# Association analysis

This notebook focuses on creating and analysing assocation rules found in posts.

We first load all the libraries we may use throughout the project

In [None]:
#Import graphing utilities
%matplotlib inline
import matplotlib.pyplot as plt

# Import useful mathematical libraries
import numpy as np
import pandas as pd

# Import useful Machine learning libraries
import gensim
from sklearn.cluster import KMeans

# Import utility files
from utils import save_object, load_object, make_post_clusters, make_clustering_objects

from orangecontrib.associate.fpgrowth import *

### Set model name

Before begining the rest of this project, we select a name for our model. This name will be used to save and load the files for this model

In [None]:
# Set the model we are going to be analyzing
model_name = "example_model"

### Prepare data

We now load and process the data we will need for the rest of this project

In [None]:
df = load_object('objects/', model_name + '-df')

scores = list(df['score'])
num_comments_list = list(df['num_comments'])

# Load Our Saved matricies
PostsByWords = load_object('matricies/', model_name + "-PostsByWords")
WordsByFeatures = load_object('matricies/', model_name + "-WordsByFeatures")

# Generate the posts by Features matrix through matrix multiplication
PostsByFeatures = PostsByWords.dot(WordsByFeatures)
PostsByFeatures = np.matrix(PostsByFeatures)
len(PostsByFeatures)
model = gensim.models.Word2Vec.load('models/' + model_name + '.model')

vocab_list = sorted(list(model.wv.vocab))

# Initialize a word clustering to use
num_word_clusters = 100
kmeans =  load_object('clusters/', model_name + '-words-cluster_model-' + str(num_word_clusters))

clusters = make_clustering_objects(model, kmeans, vocab_list, WordsByFeatures)

clusterWords = list(map(lambda x: list(map(lambda y: y[0] , x["word_list"])), clusters))

from sklearn.feature_extraction.text import CountVectorizer
countvec = CountVectorizer(vocabulary = vocab_list, analyzer = (lambda lst:list(map((lambda s: s), lst))), min_df = 0)

# Make Clusters By Words Matrix
ClustersByWords = countvec.fit_transform(clusterWords)

# Ensure consistency
len(WordsByFeatures) == ClustersByWords.shape[1]

# take the transpose of Clusters
WordsByCluster = ClustersByWords.transpose()

# Multiply Posts by Words by Words By cluster to get Posts By cluster
PostsByClusters = PostsByWords.dot(WordsByCluster)

In [None]:
PostsByClusters

### Create Association rules

Now that our data has been prepared, we create our itemsets, and then analyze them by creating association rules.

In [None]:
itemsets = dict(frequent_itemsets(PostsByClusters > 0, .40))

In [None]:
assoc_rules = association_rules(itemsets,0.8)

In [None]:
rules = [(P, Q, supp, conf) for P, Q, supp, conf in association_rules(itemsets, .8)]

In [None]:
for lhs, rhs, support, confidence in rules:
    print(lhs, "-->",rhs, "support: ",support, " confidence: ",confidence)

* _Material provided_
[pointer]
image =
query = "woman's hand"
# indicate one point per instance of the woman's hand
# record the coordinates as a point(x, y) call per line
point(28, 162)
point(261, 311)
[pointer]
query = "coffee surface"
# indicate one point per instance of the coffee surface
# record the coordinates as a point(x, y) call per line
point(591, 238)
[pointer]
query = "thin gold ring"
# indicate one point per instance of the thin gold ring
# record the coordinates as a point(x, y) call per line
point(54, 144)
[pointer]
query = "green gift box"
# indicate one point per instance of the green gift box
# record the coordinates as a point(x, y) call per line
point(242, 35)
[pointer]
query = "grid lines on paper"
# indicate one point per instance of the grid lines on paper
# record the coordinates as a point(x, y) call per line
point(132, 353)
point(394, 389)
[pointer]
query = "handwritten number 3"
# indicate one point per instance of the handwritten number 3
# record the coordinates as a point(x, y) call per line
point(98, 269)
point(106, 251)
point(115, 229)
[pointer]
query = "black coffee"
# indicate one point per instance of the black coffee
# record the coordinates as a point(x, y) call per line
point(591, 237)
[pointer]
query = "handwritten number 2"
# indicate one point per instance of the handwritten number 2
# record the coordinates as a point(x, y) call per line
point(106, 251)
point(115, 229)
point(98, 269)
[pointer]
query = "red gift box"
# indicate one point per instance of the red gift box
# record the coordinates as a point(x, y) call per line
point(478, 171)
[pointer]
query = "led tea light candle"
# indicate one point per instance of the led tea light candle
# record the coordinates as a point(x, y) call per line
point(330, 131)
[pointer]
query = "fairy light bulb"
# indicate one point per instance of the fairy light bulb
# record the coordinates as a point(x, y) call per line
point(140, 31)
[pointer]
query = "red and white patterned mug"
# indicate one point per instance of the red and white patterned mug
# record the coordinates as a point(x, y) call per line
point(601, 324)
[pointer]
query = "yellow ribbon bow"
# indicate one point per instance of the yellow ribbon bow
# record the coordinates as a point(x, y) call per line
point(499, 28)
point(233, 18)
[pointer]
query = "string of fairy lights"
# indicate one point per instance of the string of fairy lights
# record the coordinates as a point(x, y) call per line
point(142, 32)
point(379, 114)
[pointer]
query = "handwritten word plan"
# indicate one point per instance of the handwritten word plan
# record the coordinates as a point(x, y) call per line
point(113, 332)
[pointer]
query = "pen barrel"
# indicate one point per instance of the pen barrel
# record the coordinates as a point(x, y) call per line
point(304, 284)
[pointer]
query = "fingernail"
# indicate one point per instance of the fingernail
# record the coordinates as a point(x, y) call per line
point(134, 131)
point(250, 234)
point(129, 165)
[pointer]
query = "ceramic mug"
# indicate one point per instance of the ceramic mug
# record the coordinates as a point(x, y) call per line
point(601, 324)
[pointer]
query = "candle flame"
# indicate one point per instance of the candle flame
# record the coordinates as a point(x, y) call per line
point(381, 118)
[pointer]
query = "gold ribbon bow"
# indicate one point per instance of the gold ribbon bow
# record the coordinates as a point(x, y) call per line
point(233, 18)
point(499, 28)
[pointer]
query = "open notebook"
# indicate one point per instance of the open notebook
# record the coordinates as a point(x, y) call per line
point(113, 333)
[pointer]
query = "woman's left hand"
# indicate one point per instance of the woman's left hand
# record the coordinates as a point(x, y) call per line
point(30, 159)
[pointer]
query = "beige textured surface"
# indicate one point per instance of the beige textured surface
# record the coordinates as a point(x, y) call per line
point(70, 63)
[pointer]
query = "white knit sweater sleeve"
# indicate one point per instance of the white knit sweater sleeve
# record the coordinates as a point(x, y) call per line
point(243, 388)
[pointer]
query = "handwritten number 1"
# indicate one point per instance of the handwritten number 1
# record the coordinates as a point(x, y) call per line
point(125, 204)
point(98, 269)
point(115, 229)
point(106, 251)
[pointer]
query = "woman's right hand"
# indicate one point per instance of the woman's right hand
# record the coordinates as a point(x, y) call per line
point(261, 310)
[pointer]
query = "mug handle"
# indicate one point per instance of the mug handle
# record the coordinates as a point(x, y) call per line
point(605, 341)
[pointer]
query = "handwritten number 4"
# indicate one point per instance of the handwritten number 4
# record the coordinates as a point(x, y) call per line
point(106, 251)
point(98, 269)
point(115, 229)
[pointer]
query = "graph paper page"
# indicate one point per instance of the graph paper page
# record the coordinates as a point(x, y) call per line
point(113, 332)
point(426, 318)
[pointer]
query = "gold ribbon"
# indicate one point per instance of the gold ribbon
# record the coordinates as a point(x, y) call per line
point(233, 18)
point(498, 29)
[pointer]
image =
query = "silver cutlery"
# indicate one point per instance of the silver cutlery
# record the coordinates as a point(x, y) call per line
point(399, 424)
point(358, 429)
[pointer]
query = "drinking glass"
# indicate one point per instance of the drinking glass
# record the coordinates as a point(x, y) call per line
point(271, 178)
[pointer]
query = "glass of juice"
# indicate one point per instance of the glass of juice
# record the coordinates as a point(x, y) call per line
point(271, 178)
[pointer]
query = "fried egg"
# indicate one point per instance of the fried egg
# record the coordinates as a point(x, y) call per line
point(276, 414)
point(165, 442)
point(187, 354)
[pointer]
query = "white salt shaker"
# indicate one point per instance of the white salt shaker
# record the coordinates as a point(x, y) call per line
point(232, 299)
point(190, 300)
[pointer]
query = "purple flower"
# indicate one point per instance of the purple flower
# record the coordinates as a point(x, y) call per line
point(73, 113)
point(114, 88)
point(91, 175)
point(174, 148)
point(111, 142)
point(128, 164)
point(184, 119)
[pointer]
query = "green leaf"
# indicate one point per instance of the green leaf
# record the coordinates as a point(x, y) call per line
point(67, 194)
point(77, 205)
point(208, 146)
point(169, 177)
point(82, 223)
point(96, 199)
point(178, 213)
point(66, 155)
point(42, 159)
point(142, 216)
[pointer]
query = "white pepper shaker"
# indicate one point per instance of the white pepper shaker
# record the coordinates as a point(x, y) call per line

* _What is asked_
1. From the association analysis notebook above, set down the part that opens with the words containing "### Set model" and closes with "model_name + '-df')", copying it word for word.
2. Using the association analysis notebook above, decide whether each statement agrees with it. Answer yes or no, and quote the notebook's deciding words exactly. (a) The number of word clusters is set to 100. (b) The frequent itemsets are found with a minimum support of 0.8. (c) The model name is set to "example_model".

* _Task-by-task outputs_
1.
### Set model name

Before begining the rest of this project, we select a name for our model. This name will be used to save and load the files for this model

In [None]:
# Set the model we are going to be analyzing
model_name = "example_model"

### Prepare data

We now load and process the data we will need for the rest of this project

In [None]:
df = load_object('objects/', model_name + '-df')

2.
(a) Yes: "num_word_clusters = 100"
(b) No: "itemsets = dict(frequent_itemsets(PostsByClusters > 0, .40))"
(c) Yes: "model_name = "example_model""